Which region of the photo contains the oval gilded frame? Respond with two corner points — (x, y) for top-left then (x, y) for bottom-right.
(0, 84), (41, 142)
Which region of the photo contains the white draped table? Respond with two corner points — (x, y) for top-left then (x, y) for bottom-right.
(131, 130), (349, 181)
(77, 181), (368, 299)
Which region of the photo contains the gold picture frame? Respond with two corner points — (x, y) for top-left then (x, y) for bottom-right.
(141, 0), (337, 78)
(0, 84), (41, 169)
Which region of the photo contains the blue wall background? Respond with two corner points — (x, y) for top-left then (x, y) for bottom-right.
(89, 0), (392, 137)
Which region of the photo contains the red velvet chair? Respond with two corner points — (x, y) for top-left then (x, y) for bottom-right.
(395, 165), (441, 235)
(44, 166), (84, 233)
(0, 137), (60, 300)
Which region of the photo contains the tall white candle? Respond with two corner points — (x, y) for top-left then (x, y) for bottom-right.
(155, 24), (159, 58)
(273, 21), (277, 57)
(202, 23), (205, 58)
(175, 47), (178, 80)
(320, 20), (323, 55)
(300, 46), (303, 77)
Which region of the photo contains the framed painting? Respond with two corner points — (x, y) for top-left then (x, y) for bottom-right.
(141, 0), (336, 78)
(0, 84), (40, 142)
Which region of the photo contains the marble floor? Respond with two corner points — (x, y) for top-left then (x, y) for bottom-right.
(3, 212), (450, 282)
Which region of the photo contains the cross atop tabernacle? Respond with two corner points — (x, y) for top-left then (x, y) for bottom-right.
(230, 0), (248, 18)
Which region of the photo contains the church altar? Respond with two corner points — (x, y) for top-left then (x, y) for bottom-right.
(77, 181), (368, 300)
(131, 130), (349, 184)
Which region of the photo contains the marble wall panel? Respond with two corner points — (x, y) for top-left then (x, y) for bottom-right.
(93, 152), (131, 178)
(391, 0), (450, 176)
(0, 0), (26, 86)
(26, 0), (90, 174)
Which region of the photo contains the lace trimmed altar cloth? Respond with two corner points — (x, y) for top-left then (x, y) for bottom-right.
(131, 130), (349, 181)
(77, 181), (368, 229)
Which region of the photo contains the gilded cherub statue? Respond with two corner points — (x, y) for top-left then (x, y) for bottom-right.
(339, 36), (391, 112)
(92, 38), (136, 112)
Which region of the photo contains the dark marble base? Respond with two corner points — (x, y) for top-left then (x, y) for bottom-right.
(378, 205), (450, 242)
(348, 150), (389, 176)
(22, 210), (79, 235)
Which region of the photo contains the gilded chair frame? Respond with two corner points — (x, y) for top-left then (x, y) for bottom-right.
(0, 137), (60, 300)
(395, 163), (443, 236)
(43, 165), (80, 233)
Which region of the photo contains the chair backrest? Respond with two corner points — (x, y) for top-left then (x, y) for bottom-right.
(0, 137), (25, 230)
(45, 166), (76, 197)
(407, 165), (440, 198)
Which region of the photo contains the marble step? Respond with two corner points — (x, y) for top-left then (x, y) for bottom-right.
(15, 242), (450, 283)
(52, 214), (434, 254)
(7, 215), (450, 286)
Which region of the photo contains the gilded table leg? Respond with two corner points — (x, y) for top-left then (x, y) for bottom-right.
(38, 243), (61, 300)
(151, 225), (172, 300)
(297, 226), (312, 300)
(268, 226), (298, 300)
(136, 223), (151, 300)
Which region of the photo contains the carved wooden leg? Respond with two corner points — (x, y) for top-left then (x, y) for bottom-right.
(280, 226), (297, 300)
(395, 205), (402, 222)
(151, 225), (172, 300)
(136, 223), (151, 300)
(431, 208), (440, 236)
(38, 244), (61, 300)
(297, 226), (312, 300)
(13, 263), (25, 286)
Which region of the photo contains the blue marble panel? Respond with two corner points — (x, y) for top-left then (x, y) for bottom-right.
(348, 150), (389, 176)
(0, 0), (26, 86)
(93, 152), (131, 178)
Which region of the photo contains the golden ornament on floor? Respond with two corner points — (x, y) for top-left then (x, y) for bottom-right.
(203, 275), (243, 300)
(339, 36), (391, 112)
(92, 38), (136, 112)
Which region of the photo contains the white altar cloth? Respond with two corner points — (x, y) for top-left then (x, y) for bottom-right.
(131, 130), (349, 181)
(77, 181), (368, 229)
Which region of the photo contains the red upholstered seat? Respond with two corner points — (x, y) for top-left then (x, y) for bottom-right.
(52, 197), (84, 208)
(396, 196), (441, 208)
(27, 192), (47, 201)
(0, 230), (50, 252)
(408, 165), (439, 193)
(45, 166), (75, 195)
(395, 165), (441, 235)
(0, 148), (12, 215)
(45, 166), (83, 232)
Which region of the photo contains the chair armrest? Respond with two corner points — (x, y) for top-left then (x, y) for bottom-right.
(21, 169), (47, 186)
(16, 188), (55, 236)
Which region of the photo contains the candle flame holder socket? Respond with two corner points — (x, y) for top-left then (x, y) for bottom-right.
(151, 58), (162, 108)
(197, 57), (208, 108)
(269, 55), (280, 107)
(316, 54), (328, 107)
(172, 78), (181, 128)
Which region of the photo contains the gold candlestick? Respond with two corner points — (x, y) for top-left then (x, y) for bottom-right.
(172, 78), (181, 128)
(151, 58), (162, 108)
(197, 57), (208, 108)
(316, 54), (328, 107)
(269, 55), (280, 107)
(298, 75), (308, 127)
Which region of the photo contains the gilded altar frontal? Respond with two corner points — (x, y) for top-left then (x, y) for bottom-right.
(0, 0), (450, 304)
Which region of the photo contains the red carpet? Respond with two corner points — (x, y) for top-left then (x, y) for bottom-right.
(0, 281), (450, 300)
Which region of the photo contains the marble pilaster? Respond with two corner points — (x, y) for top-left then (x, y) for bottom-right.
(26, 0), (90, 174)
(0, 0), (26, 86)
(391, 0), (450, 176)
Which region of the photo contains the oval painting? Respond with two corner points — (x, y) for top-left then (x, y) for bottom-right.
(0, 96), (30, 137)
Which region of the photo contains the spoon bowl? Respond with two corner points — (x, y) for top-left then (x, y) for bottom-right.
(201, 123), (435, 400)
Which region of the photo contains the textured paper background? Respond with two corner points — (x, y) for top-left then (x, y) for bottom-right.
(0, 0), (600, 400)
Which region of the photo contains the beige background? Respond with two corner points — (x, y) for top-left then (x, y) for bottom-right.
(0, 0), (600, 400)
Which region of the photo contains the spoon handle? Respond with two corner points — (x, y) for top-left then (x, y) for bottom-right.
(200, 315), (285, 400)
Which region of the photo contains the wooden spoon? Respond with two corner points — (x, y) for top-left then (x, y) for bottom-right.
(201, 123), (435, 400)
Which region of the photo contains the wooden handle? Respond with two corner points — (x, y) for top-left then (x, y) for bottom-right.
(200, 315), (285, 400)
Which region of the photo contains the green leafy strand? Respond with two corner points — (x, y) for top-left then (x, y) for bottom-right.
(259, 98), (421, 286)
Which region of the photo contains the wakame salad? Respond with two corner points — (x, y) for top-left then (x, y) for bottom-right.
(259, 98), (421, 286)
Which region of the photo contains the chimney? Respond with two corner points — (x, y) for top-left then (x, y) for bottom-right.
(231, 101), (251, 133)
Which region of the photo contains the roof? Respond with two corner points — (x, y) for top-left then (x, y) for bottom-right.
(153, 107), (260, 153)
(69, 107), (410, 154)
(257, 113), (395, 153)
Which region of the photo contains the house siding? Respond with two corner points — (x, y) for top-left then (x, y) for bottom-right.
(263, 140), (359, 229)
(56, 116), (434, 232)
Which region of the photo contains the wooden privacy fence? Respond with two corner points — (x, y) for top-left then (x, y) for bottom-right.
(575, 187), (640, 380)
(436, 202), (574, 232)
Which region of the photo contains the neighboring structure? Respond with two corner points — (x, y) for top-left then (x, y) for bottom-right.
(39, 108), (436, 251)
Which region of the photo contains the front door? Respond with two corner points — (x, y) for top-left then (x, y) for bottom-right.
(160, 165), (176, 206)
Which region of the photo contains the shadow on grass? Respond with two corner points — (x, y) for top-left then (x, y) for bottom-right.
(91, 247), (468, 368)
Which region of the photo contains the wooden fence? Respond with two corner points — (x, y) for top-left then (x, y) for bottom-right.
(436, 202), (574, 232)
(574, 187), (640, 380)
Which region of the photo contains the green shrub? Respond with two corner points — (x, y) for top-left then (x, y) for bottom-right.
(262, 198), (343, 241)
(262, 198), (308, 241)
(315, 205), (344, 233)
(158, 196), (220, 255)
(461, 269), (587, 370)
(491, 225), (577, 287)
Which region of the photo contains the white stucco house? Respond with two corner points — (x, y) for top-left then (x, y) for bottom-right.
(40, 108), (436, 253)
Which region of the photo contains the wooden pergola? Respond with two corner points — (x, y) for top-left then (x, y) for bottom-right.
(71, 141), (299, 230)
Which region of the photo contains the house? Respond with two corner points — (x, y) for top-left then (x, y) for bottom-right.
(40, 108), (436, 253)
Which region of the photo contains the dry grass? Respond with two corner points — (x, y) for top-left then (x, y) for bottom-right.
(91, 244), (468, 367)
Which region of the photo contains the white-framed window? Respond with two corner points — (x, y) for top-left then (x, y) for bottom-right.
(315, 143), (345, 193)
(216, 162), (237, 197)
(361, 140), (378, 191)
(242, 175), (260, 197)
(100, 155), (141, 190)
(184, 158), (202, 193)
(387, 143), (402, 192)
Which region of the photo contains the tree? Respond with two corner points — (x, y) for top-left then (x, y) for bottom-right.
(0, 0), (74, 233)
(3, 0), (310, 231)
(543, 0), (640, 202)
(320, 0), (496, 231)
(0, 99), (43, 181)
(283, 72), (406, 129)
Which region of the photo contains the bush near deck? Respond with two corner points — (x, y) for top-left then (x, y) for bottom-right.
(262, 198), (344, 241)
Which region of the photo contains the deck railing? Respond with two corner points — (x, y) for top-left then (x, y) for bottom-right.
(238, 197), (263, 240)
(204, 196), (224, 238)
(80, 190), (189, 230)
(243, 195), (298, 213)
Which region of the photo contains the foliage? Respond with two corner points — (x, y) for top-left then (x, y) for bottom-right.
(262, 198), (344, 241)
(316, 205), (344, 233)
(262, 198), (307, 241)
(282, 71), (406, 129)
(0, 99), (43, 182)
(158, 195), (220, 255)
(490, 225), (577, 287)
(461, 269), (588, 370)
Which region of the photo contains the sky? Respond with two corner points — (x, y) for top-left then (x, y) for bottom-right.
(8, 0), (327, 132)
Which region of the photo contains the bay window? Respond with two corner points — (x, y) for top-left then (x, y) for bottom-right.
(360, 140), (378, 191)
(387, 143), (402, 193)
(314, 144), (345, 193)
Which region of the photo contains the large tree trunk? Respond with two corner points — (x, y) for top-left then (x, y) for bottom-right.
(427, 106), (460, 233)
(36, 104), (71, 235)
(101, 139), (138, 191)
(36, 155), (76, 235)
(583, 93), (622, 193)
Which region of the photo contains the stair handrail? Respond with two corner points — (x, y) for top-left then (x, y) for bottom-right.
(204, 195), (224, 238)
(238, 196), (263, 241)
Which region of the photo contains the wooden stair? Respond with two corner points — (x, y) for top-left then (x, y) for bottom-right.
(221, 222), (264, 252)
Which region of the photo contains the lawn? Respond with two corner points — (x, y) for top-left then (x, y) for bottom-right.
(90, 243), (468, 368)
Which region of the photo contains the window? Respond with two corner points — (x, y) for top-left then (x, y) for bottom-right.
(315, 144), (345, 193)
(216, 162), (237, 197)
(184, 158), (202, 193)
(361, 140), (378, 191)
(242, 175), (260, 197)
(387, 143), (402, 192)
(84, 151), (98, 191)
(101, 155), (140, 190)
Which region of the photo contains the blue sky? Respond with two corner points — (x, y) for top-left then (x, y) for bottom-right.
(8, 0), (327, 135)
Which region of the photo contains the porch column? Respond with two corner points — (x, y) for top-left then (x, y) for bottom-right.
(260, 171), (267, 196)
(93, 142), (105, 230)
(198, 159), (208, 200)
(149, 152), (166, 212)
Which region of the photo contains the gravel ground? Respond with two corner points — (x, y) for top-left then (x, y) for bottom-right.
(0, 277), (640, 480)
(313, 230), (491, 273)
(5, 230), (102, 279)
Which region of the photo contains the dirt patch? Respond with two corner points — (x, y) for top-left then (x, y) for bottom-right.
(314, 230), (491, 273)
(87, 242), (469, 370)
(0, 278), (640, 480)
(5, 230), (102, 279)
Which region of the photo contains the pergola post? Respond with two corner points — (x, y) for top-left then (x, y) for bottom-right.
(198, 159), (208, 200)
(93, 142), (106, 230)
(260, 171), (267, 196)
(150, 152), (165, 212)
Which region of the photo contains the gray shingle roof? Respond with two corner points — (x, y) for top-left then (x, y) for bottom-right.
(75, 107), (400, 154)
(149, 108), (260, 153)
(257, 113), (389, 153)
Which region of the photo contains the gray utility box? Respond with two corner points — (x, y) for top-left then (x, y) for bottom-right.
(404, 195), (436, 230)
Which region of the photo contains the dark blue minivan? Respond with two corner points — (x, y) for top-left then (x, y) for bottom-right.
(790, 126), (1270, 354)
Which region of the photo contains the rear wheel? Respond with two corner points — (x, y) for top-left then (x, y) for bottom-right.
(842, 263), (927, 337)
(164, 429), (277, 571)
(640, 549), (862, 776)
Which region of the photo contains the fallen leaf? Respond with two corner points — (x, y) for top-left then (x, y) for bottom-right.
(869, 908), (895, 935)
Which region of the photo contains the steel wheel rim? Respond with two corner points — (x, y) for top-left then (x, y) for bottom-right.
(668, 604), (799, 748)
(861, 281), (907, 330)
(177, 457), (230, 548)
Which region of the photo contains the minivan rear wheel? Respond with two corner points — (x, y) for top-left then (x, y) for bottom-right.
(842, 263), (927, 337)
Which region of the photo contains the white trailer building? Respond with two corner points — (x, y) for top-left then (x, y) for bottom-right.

What you will do: Rewrite the part of the items that opens with the line containing "Which region of the photo contains the minivan" and closes at the end of the items, switching "trailer" to "storage" and leaving everything else unchanged.

Solution to this exercise:
Which region of the photo contains the minivan rear wheel? Respond with two corner points — (x, y) for top-left then (x, y) for bottom-right.
(842, 263), (927, 337)
Which region of the photo contains the white storage building? Respond with two corner points — (x, y) for top-left then (x, y) for bottom-right.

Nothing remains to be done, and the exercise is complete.